→ **Task goal**: In the records below, copy out word for word the lines from the one containing "Please examine it carefully. Your task is to find jbl" through the one containing "[788,965,830,1008]", including both of those lines.

→ **Dataset excerpts**:
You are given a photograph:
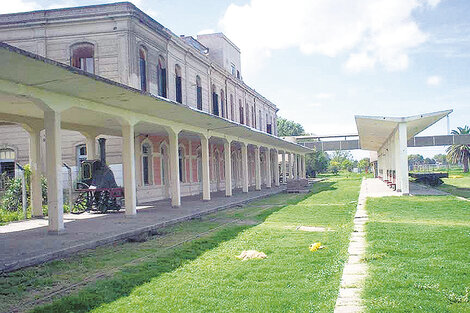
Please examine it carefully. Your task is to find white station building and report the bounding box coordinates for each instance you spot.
[0,3,311,233]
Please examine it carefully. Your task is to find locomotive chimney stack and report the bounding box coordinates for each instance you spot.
[98,138,106,165]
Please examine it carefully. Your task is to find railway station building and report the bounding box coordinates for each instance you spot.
[0,2,311,232]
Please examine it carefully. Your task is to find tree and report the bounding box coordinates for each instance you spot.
[424,158,436,164]
[328,161,340,175]
[277,117,305,137]
[305,151,330,177]
[408,154,424,165]
[433,154,447,165]
[331,150,353,164]
[446,125,470,173]
[357,158,370,173]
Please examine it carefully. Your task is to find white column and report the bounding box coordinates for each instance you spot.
[134,134,141,188]
[44,111,64,233]
[302,154,307,178]
[397,123,410,195]
[255,147,261,190]
[265,148,272,188]
[29,129,43,217]
[224,141,232,197]
[393,129,401,191]
[200,135,211,201]
[287,153,294,180]
[293,154,299,180]
[167,129,181,207]
[121,123,137,216]
[241,144,249,192]
[83,134,97,160]
[301,154,307,179]
[274,150,280,187]
[281,151,287,185]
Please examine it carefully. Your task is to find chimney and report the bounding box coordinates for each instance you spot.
[98,138,106,165]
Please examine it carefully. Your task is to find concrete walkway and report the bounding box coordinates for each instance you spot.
[0,186,285,273]
[335,178,400,313]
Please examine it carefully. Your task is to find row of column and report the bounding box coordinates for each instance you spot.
[28,111,305,233]
[281,153,306,183]
[377,122,410,195]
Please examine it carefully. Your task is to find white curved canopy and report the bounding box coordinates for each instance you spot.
[355,110,452,151]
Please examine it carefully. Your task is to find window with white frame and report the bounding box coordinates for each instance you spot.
[178,146,186,183]
[75,144,87,166]
[139,47,147,91]
[70,42,95,74]
[142,142,152,185]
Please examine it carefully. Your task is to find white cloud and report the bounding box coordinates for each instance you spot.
[306,102,323,108]
[427,0,441,8]
[0,0,41,14]
[197,28,215,35]
[219,0,439,72]
[315,93,334,100]
[426,75,442,86]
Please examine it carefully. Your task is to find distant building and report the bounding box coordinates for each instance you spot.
[0,2,303,232]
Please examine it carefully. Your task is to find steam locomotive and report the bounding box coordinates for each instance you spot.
[71,138,124,214]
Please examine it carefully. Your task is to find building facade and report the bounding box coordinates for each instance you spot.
[0,3,307,229]
[0,3,277,202]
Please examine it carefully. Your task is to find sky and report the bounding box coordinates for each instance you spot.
[0,0,470,157]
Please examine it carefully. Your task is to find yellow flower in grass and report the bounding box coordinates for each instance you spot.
[309,242,323,252]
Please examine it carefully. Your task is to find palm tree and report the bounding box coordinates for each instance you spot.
[446,125,470,173]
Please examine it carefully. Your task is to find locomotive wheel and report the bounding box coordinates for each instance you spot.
[95,191,112,213]
[70,192,91,214]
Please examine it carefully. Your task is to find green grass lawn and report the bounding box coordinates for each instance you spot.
[438,170,470,199]
[363,196,470,312]
[13,177,360,312]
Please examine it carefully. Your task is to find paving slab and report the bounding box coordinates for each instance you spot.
[0,186,285,273]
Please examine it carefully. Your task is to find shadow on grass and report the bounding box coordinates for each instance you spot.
[32,182,336,313]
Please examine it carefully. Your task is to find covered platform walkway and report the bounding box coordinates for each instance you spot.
[356,110,452,195]
[0,186,285,273]
[0,43,311,232]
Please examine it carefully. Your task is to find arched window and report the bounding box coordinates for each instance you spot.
[196,75,202,110]
[70,42,95,74]
[212,85,219,116]
[175,64,183,103]
[178,146,186,183]
[75,144,87,166]
[157,56,166,98]
[0,148,16,189]
[139,48,147,91]
[258,110,263,130]
[245,101,250,126]
[230,94,235,121]
[160,142,169,185]
[266,114,273,134]
[238,99,245,124]
[197,148,202,182]
[220,89,226,117]
[142,141,152,185]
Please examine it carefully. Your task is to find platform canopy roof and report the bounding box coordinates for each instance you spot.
[355,110,452,151]
[0,42,312,153]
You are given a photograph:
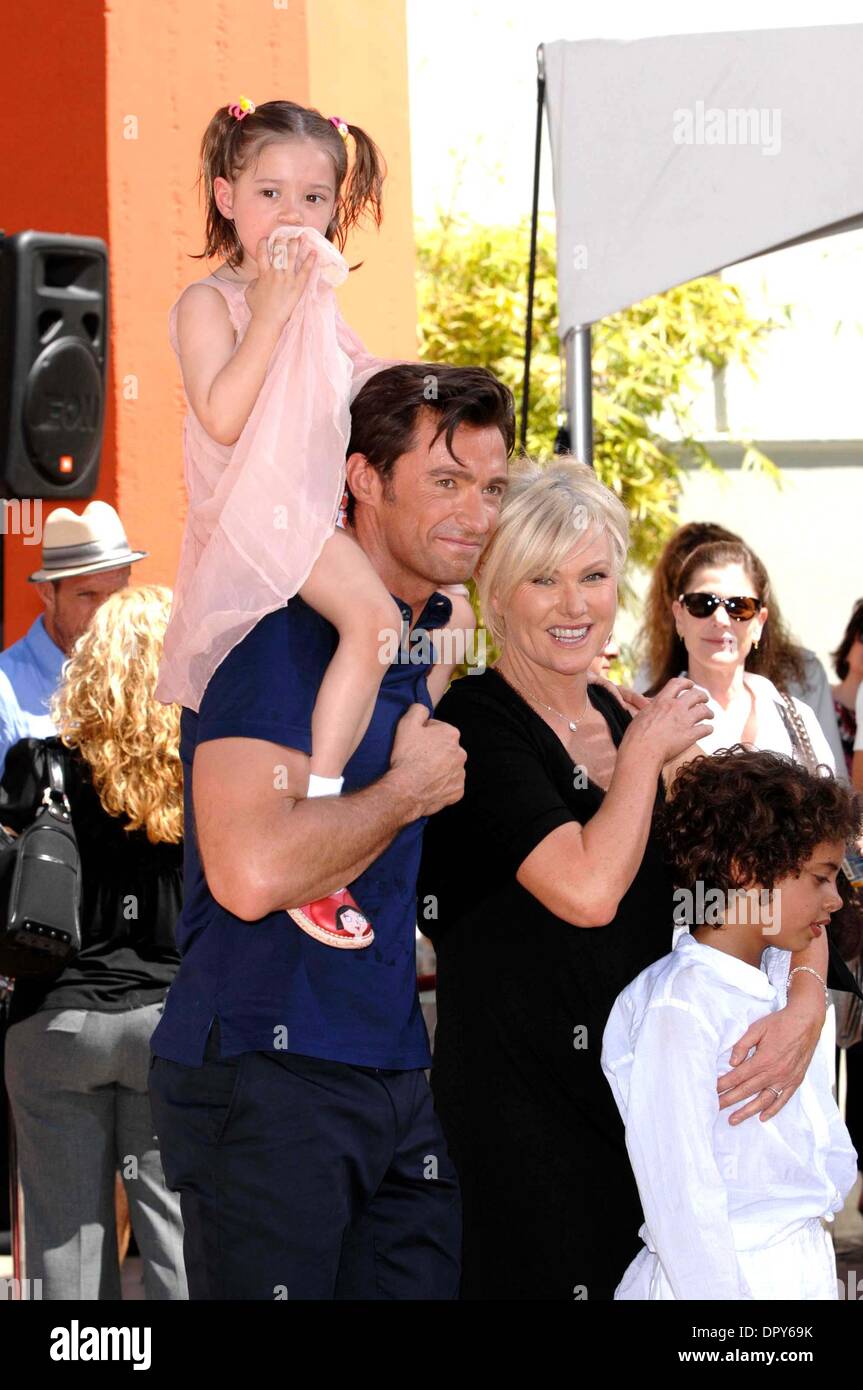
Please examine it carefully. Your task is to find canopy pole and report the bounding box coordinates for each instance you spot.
[566,324,593,467]
[518,44,545,453]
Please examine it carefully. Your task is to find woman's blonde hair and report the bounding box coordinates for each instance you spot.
[477,457,630,646]
[51,584,183,844]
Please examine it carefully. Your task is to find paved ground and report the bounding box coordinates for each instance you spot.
[0,1179,863,1302]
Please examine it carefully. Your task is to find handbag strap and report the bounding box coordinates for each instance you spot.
[780,691,857,897]
[42,745,72,824]
[780,691,819,773]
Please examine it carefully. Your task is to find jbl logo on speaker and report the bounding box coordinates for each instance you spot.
[0,232,108,498]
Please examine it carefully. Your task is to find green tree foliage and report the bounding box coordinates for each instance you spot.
[417,217,778,602]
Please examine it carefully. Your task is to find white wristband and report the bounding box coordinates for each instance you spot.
[788,965,830,1008]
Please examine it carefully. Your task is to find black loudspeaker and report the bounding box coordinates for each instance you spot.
[0,232,108,498]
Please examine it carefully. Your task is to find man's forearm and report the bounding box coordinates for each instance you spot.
[247,769,421,917]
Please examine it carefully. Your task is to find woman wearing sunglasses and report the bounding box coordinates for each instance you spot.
[648,541,835,771]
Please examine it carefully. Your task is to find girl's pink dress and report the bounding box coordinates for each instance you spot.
[156,227,389,710]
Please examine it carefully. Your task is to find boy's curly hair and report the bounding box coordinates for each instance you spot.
[657,744,863,892]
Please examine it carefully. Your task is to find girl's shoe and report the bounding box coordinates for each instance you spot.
[286,888,375,951]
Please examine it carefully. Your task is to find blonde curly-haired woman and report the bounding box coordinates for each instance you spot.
[0,585,188,1300]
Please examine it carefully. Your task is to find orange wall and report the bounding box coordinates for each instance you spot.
[0,0,417,644]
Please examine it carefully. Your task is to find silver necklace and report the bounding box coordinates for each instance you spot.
[495,666,591,734]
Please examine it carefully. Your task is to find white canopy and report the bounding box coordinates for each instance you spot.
[541,25,863,330]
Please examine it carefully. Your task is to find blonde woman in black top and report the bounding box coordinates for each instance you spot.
[418,460,825,1301]
[0,585,188,1300]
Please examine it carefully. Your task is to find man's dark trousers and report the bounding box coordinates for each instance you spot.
[150,1020,461,1301]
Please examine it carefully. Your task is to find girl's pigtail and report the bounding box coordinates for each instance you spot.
[193,106,242,264]
[339,125,386,250]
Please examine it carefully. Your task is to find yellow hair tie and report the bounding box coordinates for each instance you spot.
[228,96,254,121]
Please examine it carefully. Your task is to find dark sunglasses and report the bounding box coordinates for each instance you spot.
[680,594,762,623]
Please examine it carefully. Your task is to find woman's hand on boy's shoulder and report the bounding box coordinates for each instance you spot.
[716,1008,824,1125]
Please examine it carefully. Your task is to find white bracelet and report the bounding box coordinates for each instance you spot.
[787,965,830,1008]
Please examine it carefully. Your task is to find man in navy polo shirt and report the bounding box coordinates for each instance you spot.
[150,364,514,1300]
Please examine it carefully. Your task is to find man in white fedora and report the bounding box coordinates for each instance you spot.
[0,502,147,776]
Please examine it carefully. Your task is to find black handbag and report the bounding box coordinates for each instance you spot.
[0,748,81,979]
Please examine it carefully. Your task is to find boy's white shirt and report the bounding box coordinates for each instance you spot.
[602,933,857,1300]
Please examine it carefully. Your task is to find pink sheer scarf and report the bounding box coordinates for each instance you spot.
[156,227,391,710]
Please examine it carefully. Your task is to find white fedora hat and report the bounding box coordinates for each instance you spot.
[29,502,149,584]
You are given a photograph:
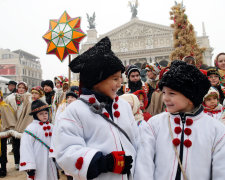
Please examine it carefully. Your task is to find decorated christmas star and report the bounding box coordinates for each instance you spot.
[43,11,86,61]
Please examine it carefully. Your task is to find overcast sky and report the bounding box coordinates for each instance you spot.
[0,0,225,79]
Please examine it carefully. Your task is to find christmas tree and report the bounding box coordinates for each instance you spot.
[170,2,205,65]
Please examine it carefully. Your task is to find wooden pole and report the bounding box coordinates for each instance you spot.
[68,55,71,88]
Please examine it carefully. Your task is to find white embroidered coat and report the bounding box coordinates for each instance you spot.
[53,95,139,180]
[20,120,58,180]
[134,112,225,180]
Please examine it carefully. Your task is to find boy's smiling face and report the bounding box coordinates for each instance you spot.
[93,71,121,99]
[37,111,48,122]
[162,86,194,113]
[204,94,218,109]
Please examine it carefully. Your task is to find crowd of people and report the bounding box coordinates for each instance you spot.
[0,37,225,180]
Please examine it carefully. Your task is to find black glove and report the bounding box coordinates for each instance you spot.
[105,151,133,174]
[27,169,35,179]
[87,151,133,179]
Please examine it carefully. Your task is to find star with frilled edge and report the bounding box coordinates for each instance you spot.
[43,11,86,61]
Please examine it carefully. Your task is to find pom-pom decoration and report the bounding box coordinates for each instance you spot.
[49,149,53,152]
[88,97,96,104]
[43,11,86,61]
[174,117,180,124]
[113,103,119,109]
[114,111,120,118]
[75,157,84,170]
[39,122,44,126]
[186,118,193,126]
[184,139,192,148]
[184,128,192,136]
[174,126,182,134]
[103,112,109,118]
[173,138,180,146]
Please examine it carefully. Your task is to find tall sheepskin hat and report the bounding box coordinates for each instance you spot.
[159,60,211,107]
[69,37,125,89]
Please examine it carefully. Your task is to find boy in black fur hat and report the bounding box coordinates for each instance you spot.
[53,37,138,180]
[20,100,58,180]
[134,61,225,180]
[41,80,55,105]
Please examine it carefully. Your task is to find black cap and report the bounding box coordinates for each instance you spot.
[125,64,140,79]
[6,81,17,86]
[69,37,125,89]
[159,60,211,107]
[41,80,54,89]
[66,91,78,99]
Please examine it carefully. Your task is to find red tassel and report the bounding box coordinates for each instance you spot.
[184,128,192,136]
[173,138,180,146]
[75,157,84,170]
[39,122,44,126]
[113,103,119,109]
[20,162,27,166]
[89,97,95,104]
[174,126,182,134]
[114,111,120,118]
[49,149,53,152]
[184,139,192,148]
[186,118,193,126]
[174,117,180,124]
[103,112,109,118]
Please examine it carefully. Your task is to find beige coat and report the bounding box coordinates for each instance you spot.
[0,101,16,138]
[6,93,33,138]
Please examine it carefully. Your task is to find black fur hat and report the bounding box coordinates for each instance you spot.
[41,80,54,89]
[207,67,220,77]
[125,64,140,79]
[30,99,50,115]
[159,60,211,107]
[69,37,125,89]
[66,91,78,99]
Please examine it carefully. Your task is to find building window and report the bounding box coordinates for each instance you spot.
[2,54,9,59]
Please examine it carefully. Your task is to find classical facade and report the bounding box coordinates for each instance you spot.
[0,49,42,89]
[74,18,213,79]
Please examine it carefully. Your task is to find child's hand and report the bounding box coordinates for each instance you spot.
[106,151,133,174]
[27,169,35,179]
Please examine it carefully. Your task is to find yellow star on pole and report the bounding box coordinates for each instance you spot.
[43,11,86,61]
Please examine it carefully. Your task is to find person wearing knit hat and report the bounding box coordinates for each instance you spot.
[182,56,196,66]
[52,76,69,124]
[5,81,33,170]
[133,90,152,121]
[202,87,224,120]
[118,65,149,102]
[134,61,225,180]
[207,67,225,104]
[41,80,55,105]
[6,81,17,93]
[0,90,16,178]
[31,86,46,102]
[49,90,78,180]
[20,100,58,180]
[146,67,169,116]
[53,37,138,180]
[145,63,161,90]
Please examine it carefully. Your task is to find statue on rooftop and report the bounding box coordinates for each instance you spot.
[87,12,95,29]
[128,0,138,19]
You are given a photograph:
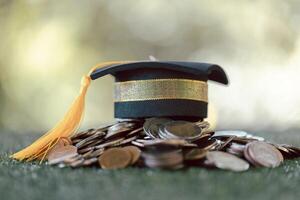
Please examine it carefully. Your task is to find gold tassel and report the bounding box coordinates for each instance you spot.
[10,61,127,162]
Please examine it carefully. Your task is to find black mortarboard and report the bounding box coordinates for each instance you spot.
[12,61,228,161]
[90,61,228,120]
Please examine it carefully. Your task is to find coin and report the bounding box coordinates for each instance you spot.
[82,158,98,166]
[142,149,183,169]
[206,151,250,172]
[123,146,141,165]
[159,121,202,140]
[47,145,77,165]
[244,141,283,168]
[217,135,236,151]
[143,118,173,138]
[99,148,132,169]
[184,148,207,161]
[213,130,248,137]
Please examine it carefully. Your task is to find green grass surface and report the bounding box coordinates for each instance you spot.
[0,131,300,200]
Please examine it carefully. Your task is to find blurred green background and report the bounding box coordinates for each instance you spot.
[0,0,300,134]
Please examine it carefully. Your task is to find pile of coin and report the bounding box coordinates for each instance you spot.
[47,118,300,172]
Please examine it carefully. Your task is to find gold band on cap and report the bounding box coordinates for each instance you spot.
[114,79,208,102]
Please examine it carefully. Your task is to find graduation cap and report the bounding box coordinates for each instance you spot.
[12,61,228,161]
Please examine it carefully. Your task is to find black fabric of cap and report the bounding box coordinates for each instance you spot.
[91,61,228,120]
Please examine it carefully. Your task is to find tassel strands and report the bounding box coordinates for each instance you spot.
[11,61,127,162]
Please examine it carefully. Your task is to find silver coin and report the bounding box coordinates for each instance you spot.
[244,141,283,168]
[159,121,202,140]
[206,151,250,172]
[143,118,173,138]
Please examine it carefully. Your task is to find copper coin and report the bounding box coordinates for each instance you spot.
[184,149,207,161]
[99,148,132,169]
[244,142,283,168]
[123,146,141,165]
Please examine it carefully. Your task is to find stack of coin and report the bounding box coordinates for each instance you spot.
[47,118,300,171]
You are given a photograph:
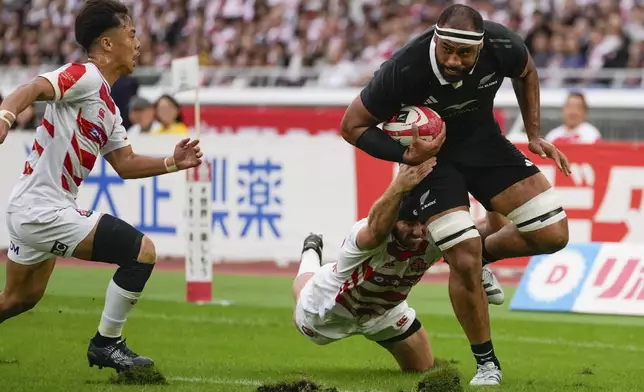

→ **Complete response**:
Please examine it carefully. Your task is to find jbl logo on speaker and report the bounding box coordinates for each instance you spot.
[0,232,108,498]
Please examine it carefully. Your task is to find green tree foliage and report the bounding box coordinates for each instance you spot.
[417,217,778,602]
Please examine it carefully. Your task is to find white wristband and report the bounding box coordinates for each instance you spot.
[788,965,830,1008]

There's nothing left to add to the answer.